[Collection entries]

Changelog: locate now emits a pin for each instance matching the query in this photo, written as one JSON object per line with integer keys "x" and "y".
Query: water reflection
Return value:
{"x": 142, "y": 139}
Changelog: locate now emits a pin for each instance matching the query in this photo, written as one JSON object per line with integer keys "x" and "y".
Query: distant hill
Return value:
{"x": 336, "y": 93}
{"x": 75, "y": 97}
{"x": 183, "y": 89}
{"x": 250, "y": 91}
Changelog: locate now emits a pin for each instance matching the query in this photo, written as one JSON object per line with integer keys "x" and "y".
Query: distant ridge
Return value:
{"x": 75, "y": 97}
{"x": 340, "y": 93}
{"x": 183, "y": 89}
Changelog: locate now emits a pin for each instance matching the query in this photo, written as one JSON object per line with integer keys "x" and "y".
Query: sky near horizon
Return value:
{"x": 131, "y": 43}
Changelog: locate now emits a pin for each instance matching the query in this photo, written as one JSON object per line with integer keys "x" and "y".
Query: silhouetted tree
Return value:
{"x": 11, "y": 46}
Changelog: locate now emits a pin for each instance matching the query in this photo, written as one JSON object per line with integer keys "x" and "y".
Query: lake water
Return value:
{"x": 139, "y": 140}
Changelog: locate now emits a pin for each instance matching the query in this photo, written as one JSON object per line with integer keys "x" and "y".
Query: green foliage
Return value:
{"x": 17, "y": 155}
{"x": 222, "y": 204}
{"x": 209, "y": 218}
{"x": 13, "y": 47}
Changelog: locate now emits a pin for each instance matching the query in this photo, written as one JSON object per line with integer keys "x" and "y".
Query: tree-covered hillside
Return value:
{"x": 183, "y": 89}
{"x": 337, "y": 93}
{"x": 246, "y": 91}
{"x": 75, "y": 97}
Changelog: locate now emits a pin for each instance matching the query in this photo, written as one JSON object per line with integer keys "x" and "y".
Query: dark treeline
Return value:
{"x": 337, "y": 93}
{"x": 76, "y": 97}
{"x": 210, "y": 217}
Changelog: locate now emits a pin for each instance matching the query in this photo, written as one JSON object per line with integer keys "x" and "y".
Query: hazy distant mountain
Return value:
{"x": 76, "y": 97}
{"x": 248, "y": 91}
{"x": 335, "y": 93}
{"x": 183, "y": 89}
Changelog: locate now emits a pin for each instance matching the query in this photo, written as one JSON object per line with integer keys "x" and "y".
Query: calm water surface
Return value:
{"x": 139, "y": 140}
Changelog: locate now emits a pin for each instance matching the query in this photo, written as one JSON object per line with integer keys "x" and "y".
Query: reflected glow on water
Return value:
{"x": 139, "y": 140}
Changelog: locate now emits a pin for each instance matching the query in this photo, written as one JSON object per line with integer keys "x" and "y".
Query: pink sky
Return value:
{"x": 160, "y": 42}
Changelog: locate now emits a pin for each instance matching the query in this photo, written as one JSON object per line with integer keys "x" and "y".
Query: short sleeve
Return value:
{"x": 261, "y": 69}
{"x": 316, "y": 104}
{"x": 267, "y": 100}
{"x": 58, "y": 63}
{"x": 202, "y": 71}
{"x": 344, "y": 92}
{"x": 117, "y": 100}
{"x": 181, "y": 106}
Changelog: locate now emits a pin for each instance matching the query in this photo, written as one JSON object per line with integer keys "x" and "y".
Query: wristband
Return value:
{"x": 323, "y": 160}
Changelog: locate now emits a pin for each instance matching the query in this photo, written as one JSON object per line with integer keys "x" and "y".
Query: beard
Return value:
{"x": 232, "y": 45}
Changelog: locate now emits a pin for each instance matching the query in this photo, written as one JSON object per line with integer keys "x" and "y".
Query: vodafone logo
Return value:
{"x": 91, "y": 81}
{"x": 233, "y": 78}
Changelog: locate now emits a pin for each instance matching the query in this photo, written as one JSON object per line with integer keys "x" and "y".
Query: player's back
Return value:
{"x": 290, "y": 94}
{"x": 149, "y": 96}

▶ **Assignment**
Restate each line above word for word.

▶ **Exercise output**
Changelog: locate now emits a pin for each instance matching the query in this photo, written as one JSON object per line with integer keys "x" and "y".
Query: water reflection
Return value:
{"x": 142, "y": 139}
Changelog: locate now emits a pin for each instance matching the query in this photo, written as one JSON object per line with integer keys "x" and "y".
Query: distant hill
Return value:
{"x": 336, "y": 93}
{"x": 75, "y": 97}
{"x": 183, "y": 89}
{"x": 250, "y": 91}
Changelog: locate now emits a pin for each instance matching the query in this photo, written as one JSON object per line with integer keys "x" and "y".
Query: distant ridge
Return value:
{"x": 75, "y": 97}
{"x": 340, "y": 93}
{"x": 183, "y": 89}
Changelog: locate now emits a pin for each instance matching the query in this photo, written as one JSON object per line with integer keys "x" and "y".
Query: sky near horizon
Return value:
{"x": 131, "y": 43}
Changelog: locate now emits a pin for each instance matching the query in this photo, written as one JSON object per line with integer keys "x" and "y".
Query: silhouetted tree
Return value:
{"x": 11, "y": 46}
Changelog: locate now emits a pin for each instance matching the query in this photo, written as one JSON object per line with integer keys "x" and "y".
Query: lake water
Return value:
{"x": 139, "y": 140}
Changelog: locate now emits a pin for each instance matching the query in this photo, written as one JSON object per line with integer keys "x" and "y".
Query: green foliage
Return value:
{"x": 17, "y": 155}
{"x": 222, "y": 204}
{"x": 209, "y": 218}
{"x": 13, "y": 47}
Changelog: locate now emits a pin for each instance matching the query in this photo, written as one JSON object per line with integer keys "x" and "y".
Query: tree-covered hillside
Return value:
{"x": 183, "y": 89}
{"x": 337, "y": 93}
{"x": 246, "y": 91}
{"x": 75, "y": 97}
Changelog: locate now emits a pin for each instance matching the query in this photo, written as one JSON object per line with integer keys "x" and "y".
Query: dark treeline
Return value:
{"x": 337, "y": 93}
{"x": 76, "y": 97}
{"x": 210, "y": 217}
Changelog: locate now emits a pin for each instance matching the query in this photo, written as one JSON object per line with integer keys "x" and "y".
Query: hazy distant mountain
Return value:
{"x": 76, "y": 97}
{"x": 248, "y": 91}
{"x": 335, "y": 93}
{"x": 183, "y": 89}
Changelog: locate now emits a pin for each instance matching the query in this photo, written as one JSON object per line with integer keys "x" and "y".
Query: calm water surface
Return value:
{"x": 139, "y": 140}
Changelog: locate now emits a pin for each instance matching the query in this photo, written as one JSON object per line with integer keys "x" and "y".
Query: reflected glow on water
Return value:
{"x": 139, "y": 140}
Changelog: locate now emits a pin for each instance matching the query in this photo, written as one JSON object per line with integer keys "x" and "y".
Query: pink sky
Return value:
{"x": 160, "y": 42}
Changelog: locate now emits a pin for each instance matching the query in this photo, written as one JSON object per line with integer keys "x" and "y".
Query: short sleeve
Return value:
{"x": 261, "y": 69}
{"x": 316, "y": 104}
{"x": 267, "y": 100}
{"x": 58, "y": 63}
{"x": 202, "y": 71}
{"x": 344, "y": 92}
{"x": 117, "y": 100}
{"x": 181, "y": 106}
Changelog: locate now emits a pin for each instance matching the query in this photo, written as one JSON object per line with integer keys "x" and "y".
Query: wristband
Return value:
{"x": 323, "y": 160}
Changelog: locate now emits a pin for each instance matching the query in this photo, written as one JSON object per line with integer keys "x" and "y".
Query: beard
Return value:
{"x": 232, "y": 45}
Changelog: locate now emits a pin for each instance matching the query in this photo, written as one JSON object per line with integer keys "x" and "y".
Query: vodafone logo
Return value:
{"x": 91, "y": 81}
{"x": 233, "y": 78}
Changelog: locate now emits a pin for each instance matching the query in this photo, written as one JSON object per line with integer keys "x" and "y".
Query: player's back
Return value:
{"x": 290, "y": 94}
{"x": 149, "y": 96}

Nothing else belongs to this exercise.